• _Prompt_
According to the source passage, how many of the correctional officers sent by NCS for nurse training completed their studies last year?

As a solution to the nursing challenge, NCS has since sent six of its correctional officers for nurse training, of which four completed their studies last year and are expected to be appointed any time soon.
Consultations are also currently taking place with the Office of the Prime Minister in an effort to come up with a plan for doctors to be paid a professional or danger allowance, but Shalulange said there is no assurance that the allowances will be approved, particularly given the budget cuts currently being experienced.
He admitted that the high staff turnover has had a negative impact on the provision of quality medical care to inmates.
“The shortage of doctors has had an impact on the general health care of inmates in our facilities because doctors are also responsible for testing the dietary requirements of inmates. That is why the NCS was taken to court sometime in 2013/14 and the court ordered the Ministry of Safety and Security to recruit more doctors.
“Money was made available to recruit, but now we are back to square one. We are afraid that we will be sued again, but we recruited and they resigned, so there is not much we can do. The key is that professional allowance for doctors,” Shalulange said.
He added that the Nelson Mandela rules state that the healthcare provided to inmates should be of the same standard as that which is provided in public hospitals, but with a shortage of medical personnel they might not provide adequate healthcare services to offenders.

• _Data for review_

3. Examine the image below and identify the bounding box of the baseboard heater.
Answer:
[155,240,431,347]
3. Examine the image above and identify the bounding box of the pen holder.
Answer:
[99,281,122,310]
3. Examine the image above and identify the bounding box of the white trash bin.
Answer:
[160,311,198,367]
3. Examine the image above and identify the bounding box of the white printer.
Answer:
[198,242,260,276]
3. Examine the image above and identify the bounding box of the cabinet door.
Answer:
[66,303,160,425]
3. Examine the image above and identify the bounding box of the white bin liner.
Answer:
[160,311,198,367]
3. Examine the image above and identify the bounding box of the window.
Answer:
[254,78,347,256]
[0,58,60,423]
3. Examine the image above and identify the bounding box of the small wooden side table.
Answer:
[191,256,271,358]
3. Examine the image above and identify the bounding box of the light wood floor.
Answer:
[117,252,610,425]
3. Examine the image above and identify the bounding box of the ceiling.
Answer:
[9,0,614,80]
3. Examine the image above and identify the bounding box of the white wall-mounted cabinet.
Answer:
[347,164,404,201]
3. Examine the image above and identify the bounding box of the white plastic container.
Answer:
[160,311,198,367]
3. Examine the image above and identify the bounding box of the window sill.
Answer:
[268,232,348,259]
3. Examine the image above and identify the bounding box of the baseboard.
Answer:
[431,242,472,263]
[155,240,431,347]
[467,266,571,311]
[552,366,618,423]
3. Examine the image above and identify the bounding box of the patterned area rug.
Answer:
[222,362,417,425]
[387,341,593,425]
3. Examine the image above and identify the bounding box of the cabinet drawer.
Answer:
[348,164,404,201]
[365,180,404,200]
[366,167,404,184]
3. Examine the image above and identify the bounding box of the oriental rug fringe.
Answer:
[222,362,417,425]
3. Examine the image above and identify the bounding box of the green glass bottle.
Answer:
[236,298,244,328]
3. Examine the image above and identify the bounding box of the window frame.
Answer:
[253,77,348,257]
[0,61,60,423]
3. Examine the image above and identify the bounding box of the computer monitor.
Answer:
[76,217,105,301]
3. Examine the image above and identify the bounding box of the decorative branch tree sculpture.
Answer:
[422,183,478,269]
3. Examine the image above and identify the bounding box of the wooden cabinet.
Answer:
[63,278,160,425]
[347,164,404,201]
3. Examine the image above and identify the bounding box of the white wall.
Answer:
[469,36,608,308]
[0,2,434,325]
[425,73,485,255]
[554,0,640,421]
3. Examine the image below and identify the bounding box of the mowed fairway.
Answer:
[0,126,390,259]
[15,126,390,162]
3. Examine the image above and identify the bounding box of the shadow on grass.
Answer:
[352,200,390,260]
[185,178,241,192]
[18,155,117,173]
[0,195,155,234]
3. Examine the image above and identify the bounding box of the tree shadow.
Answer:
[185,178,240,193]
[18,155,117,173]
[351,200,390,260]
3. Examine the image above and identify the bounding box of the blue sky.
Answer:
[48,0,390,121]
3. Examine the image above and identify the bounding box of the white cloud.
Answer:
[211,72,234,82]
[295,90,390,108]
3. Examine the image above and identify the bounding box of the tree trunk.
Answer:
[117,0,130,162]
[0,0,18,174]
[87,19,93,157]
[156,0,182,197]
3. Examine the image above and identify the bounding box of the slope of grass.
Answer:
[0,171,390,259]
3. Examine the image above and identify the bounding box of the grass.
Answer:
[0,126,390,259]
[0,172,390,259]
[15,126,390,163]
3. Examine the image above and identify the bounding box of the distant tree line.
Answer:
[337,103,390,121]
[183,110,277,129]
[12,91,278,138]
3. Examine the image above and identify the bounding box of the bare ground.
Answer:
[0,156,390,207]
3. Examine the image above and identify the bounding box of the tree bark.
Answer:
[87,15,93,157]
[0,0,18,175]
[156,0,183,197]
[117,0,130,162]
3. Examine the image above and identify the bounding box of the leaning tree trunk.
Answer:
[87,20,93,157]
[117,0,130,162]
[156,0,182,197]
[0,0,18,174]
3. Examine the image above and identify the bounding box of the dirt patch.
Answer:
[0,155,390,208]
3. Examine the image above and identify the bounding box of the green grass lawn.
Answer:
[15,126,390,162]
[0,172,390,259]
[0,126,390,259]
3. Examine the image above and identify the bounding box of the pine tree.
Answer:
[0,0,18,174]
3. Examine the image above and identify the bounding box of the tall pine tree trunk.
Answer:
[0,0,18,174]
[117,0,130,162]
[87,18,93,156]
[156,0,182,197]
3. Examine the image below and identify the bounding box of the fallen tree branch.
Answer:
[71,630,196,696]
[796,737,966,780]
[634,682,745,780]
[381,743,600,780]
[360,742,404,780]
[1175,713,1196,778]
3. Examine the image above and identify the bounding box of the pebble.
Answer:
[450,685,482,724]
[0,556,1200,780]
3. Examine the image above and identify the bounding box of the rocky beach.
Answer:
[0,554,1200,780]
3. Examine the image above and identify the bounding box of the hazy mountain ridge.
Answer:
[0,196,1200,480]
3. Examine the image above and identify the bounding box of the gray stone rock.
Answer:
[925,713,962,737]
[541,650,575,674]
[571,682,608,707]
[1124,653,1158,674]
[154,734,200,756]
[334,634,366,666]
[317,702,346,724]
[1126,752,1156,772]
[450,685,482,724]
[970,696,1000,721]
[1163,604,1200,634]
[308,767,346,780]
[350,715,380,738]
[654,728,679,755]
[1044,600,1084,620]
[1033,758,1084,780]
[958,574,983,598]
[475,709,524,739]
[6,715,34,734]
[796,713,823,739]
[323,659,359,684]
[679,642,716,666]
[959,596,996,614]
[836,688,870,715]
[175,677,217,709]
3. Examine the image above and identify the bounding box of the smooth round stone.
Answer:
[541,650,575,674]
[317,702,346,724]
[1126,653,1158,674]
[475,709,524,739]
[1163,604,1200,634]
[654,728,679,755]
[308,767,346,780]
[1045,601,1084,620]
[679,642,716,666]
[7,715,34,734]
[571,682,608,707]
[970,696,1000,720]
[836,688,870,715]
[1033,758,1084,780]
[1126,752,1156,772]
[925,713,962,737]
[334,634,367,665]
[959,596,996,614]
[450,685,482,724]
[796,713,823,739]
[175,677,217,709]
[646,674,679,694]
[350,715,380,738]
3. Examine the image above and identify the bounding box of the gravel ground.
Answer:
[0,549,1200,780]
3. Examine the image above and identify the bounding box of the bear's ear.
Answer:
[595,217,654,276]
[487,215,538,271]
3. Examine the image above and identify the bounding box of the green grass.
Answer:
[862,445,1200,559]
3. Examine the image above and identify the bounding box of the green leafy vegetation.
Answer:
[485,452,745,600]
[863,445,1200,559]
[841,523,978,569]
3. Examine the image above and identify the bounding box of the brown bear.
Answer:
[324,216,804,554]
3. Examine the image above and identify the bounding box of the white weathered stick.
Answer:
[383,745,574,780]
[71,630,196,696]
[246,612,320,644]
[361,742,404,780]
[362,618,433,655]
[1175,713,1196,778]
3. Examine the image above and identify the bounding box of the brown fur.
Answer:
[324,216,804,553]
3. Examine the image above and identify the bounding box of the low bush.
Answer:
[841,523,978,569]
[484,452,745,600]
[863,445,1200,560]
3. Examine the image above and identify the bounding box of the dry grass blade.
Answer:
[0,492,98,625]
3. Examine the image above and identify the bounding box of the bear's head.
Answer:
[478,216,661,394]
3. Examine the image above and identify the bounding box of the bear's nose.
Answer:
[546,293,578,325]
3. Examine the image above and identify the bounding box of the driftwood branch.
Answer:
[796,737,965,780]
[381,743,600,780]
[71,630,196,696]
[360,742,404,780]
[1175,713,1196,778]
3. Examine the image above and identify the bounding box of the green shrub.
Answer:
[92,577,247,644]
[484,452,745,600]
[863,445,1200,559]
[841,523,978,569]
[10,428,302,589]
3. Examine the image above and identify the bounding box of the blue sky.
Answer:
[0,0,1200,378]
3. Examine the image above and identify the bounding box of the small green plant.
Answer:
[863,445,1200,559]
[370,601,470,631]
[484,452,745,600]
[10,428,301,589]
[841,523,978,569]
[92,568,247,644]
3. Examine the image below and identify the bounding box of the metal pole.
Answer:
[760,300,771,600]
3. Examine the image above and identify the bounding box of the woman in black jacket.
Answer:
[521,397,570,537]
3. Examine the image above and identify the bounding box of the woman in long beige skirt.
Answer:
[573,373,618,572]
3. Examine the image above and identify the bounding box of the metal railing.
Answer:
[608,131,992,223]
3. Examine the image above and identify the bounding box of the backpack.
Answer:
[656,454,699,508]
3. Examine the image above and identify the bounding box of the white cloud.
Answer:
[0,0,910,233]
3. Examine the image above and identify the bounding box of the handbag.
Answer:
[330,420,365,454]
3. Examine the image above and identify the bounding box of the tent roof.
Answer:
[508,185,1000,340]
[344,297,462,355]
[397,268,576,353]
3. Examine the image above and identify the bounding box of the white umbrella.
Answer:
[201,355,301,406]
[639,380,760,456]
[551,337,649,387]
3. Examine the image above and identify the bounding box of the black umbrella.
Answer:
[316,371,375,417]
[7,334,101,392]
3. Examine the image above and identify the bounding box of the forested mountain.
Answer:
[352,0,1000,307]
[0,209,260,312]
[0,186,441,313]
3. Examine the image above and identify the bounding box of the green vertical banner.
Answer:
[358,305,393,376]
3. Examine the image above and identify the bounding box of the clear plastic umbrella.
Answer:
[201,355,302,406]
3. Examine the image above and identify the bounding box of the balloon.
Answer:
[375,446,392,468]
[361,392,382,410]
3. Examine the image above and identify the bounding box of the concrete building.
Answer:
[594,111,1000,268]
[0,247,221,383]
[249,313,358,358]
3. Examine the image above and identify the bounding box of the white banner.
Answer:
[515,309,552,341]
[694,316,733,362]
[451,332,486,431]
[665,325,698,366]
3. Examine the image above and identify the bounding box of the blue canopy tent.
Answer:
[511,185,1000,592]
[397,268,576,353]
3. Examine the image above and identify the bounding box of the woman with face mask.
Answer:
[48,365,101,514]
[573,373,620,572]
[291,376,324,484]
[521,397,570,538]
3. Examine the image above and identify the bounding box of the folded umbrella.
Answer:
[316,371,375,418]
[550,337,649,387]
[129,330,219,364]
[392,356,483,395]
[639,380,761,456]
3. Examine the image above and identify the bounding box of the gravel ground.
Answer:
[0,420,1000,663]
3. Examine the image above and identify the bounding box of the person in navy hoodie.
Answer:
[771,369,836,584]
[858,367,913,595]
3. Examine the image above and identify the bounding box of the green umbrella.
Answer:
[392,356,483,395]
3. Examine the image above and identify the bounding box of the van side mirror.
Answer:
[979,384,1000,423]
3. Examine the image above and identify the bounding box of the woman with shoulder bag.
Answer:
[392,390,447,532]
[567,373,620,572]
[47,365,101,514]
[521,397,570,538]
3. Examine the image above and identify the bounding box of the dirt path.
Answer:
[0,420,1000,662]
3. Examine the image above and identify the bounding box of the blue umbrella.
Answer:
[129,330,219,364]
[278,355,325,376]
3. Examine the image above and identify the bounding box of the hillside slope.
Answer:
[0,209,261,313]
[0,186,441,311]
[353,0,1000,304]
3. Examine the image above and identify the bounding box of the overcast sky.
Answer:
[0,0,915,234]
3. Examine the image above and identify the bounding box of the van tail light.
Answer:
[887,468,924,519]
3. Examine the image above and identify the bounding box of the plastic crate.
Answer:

• _Written solution_
Four of the six officers completed their studies last year.